──────── PASSAGE GIVEN ────────

ITEM 9A.    CONTROLS AND PROCEDURES
Disclosure Controls and Procedures
The Company, under the supervision and with the participation of its management, including its Chief Executive Officer and its Chief Financial Officer, conducted an evaluation of the effectiveness of the design and operation of the Company’s disclosure controls and procedures as such term is defined in Rule 13a-15(e) and Rule 15d-15(e) under the Exchange Act as of the end of the period covered by this report.
Based on that evaluation, the Company’s Chief Executive Officer and its Chief Financial Officer have concluded that, as of December 31, 2022, the Company’s disclosure controls and procedures were effective at a reasonable level of assurance. The Company’s disclosure controls and procedures are designed to ensure that information required to be disclosed by the Company in the reports it files or submits under the Exchange Act is recorded, processed, summarized and reported within the time periods specified in the SEC’s rules and forms, and that such information is accumulated and communicated to management, including the Chief Executive Officer and the Chief Financial Officer, to allow timely decisions regarding required disclosure. In designing and evaluating the disclosure controls and procedures, management recognizes that any controls and procedures, no matter how well designed and operated, can provide only reasonable assurance of achieving the desired control objective.

────────

▶ **THINGS TO DO**:
#1 According to the controls and procedures section, as of what date did the Chief Executive Officer and Chief Financial Officer conclude that the disclosure controls and procedures were effective?
#2 Repeat the part of the controls and procedures section starting at "ITEM 9A.    CONTROLS AND PROCEDURES" and ending at "by this report.".

──────── PROVIDED MATERIAL ────────

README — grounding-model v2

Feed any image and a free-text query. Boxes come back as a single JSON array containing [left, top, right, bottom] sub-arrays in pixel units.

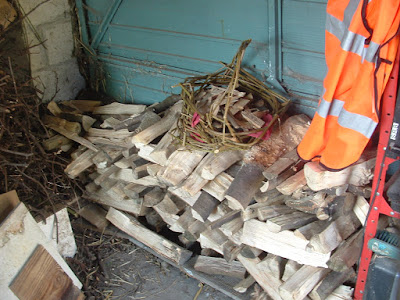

────────

▶ **FINAL RESULTS**:
#1 December 31, 2022.

#2
ITEM 9A.    CONTROLS AND PROCEDURES
Disclosure Controls and Procedures
The Company, under the supervision and with the participation of its management, including its Chief Executive Officer and its Chief Financial Officer, conducted an evaluation of the effectiveness of the design and operation of the Company’s disclosure controls and procedures as such term is defined in Rule 13a-15(e) and Rule 15d-15(e) under the Exchange Act as of the end of the period covered by this report.